Objective:
Print the entire listing. Each line must match the original exactly.

━━━━━ Task input ━━━━━

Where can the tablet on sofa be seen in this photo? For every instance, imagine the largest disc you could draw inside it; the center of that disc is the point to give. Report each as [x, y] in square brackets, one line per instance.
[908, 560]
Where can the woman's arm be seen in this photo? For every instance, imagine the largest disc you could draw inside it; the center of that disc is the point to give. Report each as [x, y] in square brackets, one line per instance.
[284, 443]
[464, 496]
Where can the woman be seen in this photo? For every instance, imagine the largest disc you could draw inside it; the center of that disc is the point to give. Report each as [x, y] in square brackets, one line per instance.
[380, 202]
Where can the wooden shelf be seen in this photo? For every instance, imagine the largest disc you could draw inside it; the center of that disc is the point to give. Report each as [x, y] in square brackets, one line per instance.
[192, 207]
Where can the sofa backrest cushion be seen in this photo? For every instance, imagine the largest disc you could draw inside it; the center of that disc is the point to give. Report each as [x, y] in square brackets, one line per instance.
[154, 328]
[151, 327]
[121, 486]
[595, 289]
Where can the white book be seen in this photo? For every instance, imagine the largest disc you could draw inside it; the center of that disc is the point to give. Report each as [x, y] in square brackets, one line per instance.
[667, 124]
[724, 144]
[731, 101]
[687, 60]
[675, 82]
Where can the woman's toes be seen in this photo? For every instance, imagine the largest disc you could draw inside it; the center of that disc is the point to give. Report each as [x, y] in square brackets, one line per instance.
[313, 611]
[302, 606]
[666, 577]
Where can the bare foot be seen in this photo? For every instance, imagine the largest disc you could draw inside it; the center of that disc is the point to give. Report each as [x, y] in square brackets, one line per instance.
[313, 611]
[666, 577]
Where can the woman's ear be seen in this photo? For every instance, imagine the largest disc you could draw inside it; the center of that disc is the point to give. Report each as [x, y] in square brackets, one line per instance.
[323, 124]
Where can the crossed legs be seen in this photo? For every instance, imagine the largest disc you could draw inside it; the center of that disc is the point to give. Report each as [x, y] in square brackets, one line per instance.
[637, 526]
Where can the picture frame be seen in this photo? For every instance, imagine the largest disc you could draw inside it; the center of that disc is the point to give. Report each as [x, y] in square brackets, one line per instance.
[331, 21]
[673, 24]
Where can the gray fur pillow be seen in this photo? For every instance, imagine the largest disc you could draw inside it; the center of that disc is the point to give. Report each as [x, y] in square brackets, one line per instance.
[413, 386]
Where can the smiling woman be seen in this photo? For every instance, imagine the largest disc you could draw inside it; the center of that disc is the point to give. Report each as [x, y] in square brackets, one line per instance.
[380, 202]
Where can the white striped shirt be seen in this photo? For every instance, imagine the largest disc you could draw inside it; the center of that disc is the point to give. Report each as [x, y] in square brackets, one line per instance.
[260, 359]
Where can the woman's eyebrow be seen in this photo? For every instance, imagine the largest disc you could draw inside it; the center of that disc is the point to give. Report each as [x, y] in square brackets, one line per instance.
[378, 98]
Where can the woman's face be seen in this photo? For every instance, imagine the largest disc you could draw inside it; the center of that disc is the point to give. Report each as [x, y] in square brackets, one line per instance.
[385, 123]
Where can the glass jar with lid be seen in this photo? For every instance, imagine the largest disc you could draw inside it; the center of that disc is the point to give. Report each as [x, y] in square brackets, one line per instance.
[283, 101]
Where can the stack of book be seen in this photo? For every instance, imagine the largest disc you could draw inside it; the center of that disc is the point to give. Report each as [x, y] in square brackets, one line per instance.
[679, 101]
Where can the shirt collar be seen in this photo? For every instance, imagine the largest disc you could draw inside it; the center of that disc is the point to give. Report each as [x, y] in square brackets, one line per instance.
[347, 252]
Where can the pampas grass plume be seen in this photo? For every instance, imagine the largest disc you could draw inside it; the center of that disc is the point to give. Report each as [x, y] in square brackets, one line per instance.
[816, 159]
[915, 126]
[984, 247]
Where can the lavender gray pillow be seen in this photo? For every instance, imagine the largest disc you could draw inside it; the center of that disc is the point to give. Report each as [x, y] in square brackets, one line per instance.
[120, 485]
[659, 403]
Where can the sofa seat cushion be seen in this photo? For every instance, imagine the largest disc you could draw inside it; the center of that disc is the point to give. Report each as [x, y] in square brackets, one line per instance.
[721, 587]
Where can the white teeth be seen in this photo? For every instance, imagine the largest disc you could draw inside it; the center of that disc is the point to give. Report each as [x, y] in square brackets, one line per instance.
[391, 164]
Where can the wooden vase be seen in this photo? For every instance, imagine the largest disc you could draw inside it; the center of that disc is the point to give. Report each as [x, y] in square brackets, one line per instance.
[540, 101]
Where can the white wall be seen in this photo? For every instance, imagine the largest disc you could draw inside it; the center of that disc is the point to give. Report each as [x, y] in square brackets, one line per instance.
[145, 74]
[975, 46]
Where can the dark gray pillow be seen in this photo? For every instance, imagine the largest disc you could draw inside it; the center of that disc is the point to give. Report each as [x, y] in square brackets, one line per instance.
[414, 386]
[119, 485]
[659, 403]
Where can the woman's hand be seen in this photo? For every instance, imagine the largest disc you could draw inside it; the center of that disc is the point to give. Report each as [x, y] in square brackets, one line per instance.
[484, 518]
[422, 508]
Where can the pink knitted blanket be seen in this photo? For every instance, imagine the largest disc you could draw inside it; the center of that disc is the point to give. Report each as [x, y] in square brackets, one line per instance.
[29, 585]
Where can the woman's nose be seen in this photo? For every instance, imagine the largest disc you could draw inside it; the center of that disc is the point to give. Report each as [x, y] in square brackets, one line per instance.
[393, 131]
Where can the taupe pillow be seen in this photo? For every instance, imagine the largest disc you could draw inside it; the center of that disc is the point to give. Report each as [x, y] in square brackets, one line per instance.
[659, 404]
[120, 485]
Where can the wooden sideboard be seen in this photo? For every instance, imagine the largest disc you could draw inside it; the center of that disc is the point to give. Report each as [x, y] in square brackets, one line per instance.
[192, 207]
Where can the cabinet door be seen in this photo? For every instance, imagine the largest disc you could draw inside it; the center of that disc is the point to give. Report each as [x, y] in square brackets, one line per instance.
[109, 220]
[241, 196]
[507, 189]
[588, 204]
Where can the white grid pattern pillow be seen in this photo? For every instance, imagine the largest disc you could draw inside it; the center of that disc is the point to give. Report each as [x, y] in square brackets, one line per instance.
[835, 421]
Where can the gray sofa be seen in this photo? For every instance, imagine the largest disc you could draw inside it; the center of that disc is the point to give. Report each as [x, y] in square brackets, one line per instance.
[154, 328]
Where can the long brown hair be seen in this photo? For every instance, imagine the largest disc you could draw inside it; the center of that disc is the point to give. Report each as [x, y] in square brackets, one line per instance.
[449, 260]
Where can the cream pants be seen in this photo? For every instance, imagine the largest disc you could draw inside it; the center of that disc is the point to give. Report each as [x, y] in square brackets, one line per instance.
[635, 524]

━━━━━

Solution for this exercise:
Where can the tablet on sofa be seen in this photo? For every instance, imagine the largest disc you could draw inside it; the center of that disc is the point to give. Report each as [x, y] in square brackets, one line per instance.
[908, 560]
Where can the woman's arm be seen in this photo? For every instance, imagine the largest disc you could draw inside it; the center of that disc is the point to give. Report each as [x, y] in square brackets, one line per instance.
[284, 443]
[464, 496]
Where can the woman be seen in this photo? For every instance, imagine the largest disc you could draw inside it; the center of that disc is the point to give. Report each as [x, y] in square brackets, one line per instance.
[380, 202]
Where can the wooden shelf be seen in this photo? For every instance, imagine the largest disc you could draw inside it; the center of that disc is the point to give. Report each as [x, y] in square brackets, one line per instance.
[192, 207]
Where can the sofa backrest cushion be seen in this photo? For every instance, imagine the largest disc you could draw inside it; the center of that disc is the point to give. Report each as [x, y] in square brackets, one line per instance.
[154, 328]
[151, 327]
[121, 486]
[595, 289]
Where can the white book be seen in this photo? For every instance, imagine the largest disc you could draw inside it; the center of that disc is the point to give. Report each as [x, y] in square brackets, one line per instance.
[667, 124]
[724, 144]
[731, 101]
[687, 60]
[675, 82]
Where can the woman's toes be seen in this photo? For every instance, imagine the largest disc you could draw inside it; the center of that disc is the point to give. Report each as [x, y] in square brackets, one line per instance.
[313, 611]
[302, 606]
[666, 577]
Where can the bare foot be seen in this photo? For every instance, imagine the largest disc you could draw inside it; the center of that disc is the point to give. Report each as [x, y] in square brackets, one line per instance.
[313, 611]
[666, 577]
Where can the woman's ear be seen in this photo? For every instance, imagine the largest disc you could draw inside it; the center of that disc is the point to give. Report each as [x, y] in square brackets, one line per instance.
[323, 124]
Where can the crossed legs be seen in this photo? For every instance, imagine the largest disc you could draw inside it; the center of that disc is the point to give. Report each as [x, y] in square brackets, one line per instance.
[637, 526]
Where can the picture frame be seen in this photo? For every instance, imagine the largest disc you could draw inside it; the center of that disc is the point to give. Report each as [x, y] in square brackets, one line per instance.
[331, 21]
[673, 24]
Where can the gray fur pillow be seen in this photo? For every instance, imagine the largest disc you could draw inside it; the center of that disc is the point to give. Report each as [x, y] in square brackets, one line per instance.
[413, 386]
Where can the smiling woman be seen in this photo? For every instance, imagine the largest disc you could draw inside it; the center of that disc is the point to give. Report each as [x, y] in square brackets, one line per instance.
[380, 202]
Where can the white striped shirt be seen in this photo? For every instance, imagine the largest disc you could draw inside it; the center of that disc is the point to give. Report each as [x, y] in square brackets, one line per instance.
[260, 359]
Where can the woman's eyebrow be seen in this photo? For every instance, imagine the largest disc you could draw inside it; the center of that disc is the point to give. Report each as [x, y] in square brackets, one line per instance.
[378, 98]
Where can the woman's face be seen in this photo? For every instance, imagine the largest disc you could draw inside it; the center of that disc is the point to give. Report each as [x, y] in square brackets, one line per instance.
[385, 123]
Where can the glass jar with lid be seen in this photo? For every instance, imagine the largest disc you could draw inside it; the center of that disc is the point to give. Report each as [x, y] in square brackets, one line per instance.
[283, 101]
Where can the stack of book be seen in this photo? For every instance, imagine the largest disc you could draw inside it; the center of that disc is the point to give. Report each as [x, y] in square brackets, one line per instance.
[679, 101]
Where can the shirt collar be seen in this photo? For every instance, imagine the largest disc you could draw inside it; the center of that disc is the point to give. Report each as [x, y] in square brackets, one line per instance.
[347, 252]
Where can the pampas grass plume be seen in this photo? For every instance, imagine the largest disc you could draw inside it; the center of that disc is the point to give. Report each as [x, y] in square brackets, one line per instance.
[816, 159]
[915, 126]
[984, 247]
Where can the lavender gray pillow be seen in this photo? For every instance, imagine the largest disc you could draw inside it; the center of that disc is the point to give. Report each as [x, y] in square brackets, one line per instance.
[120, 485]
[659, 403]
Where can the sofa seat cushion be seen in this photo? For every instance, imagine the largest disc you could draw inside it; the center of that disc is the point to give. Report each as [x, y] in square brackets, one line per instance.
[721, 587]
Where can the white teeth be seen in this photo? For every instance, imagine the largest disc you could draw inside it; the center of that disc is the point to give. Report each as [x, y] in square brackets, one line per instance.
[391, 164]
Where can the wooden vase be seen in this photo? For every instance, imagine the largest disc you could draw inside it; the center of that disc is the point to give. Report each as [x, y] in square brackets, one line per instance.
[540, 101]
Where can the white wall be seen in this photo? For every instance, imagine the largest disc you could draw inside it; the center of that disc is the point to give. Report each as [x, y] in square brackets, one line per instance.
[145, 74]
[975, 46]
Where can the dark gray pillow be seen in this photo? For every instance, imagine the largest disc you could draw inside it; the center of that disc is the point to give. Report each as [x, y] in square brackets, one line per instance.
[414, 386]
[119, 485]
[659, 403]
Where can the woman's hand be seen in this photo? For every instance, imagine the largest disc you could draw inside it; the center of that disc is the point to give. Report each as [x, y] in square brackets, one line per instance.
[484, 518]
[422, 508]
Where can the pink knitted blanket be seen in this photo? For every instance, imagine the largest disc you could draw inside it; the center of that disc is the point to give. Report each as [x, y] in square brackets, one line per instance.
[29, 585]
Where can the woman's nose be seen in this photo? For every instance, imagine the largest disc you could draw inside it; the center of that disc is the point to give. Report each as [x, y] in square brackets, one line per instance.
[393, 131]
Where can the taupe pillow be seen in this photo? For every instance, imagine the largest disc you could draw inside it; the center of that disc is the point to give. Report each as [x, y] in square brackets, one line per instance.
[659, 404]
[120, 485]
Where can the wooden sideboard be seen in this photo? For every instance, imagine the largest disc you could draw inside it; the center of that disc is the point to give. Report each as [x, y] in square brackets, one line per instance.
[192, 207]
Where can the cabinet door be seen in this photo? For every instance, imagine the largest disc you could draw inside it; the center of that disc is the point to give. Report each as [x, y] in square brackets, one line per instance.
[109, 220]
[241, 196]
[507, 189]
[588, 204]
Where can the white grid pattern pillow be seen in this photo? For every instance, imagine the largest disc you could draw inside it; the center of that disc is the point to give. Report each as [x, y] in square brackets, one line per instance.
[835, 421]
Where can the gray sofa be seen in this photo? For every instance, imagine the largest disc you could draw inside it; the center of that disc is the point to give. Report each as [x, y] in square brackets, one line per instance.
[154, 328]
Where can the long brown hair be seen in this photo? For every instance, imagine the largest disc you could draw inside it; the center of that disc is the point to give. Report each as [x, y] in square brackets, one line per instance.
[449, 260]
Where can the cream pants be seen in this photo? For every instance, imagine the largest disc you could draw inside it; the center of that disc is the point to give. Report each as [x, y] in square brackets, one line per instance.
[635, 524]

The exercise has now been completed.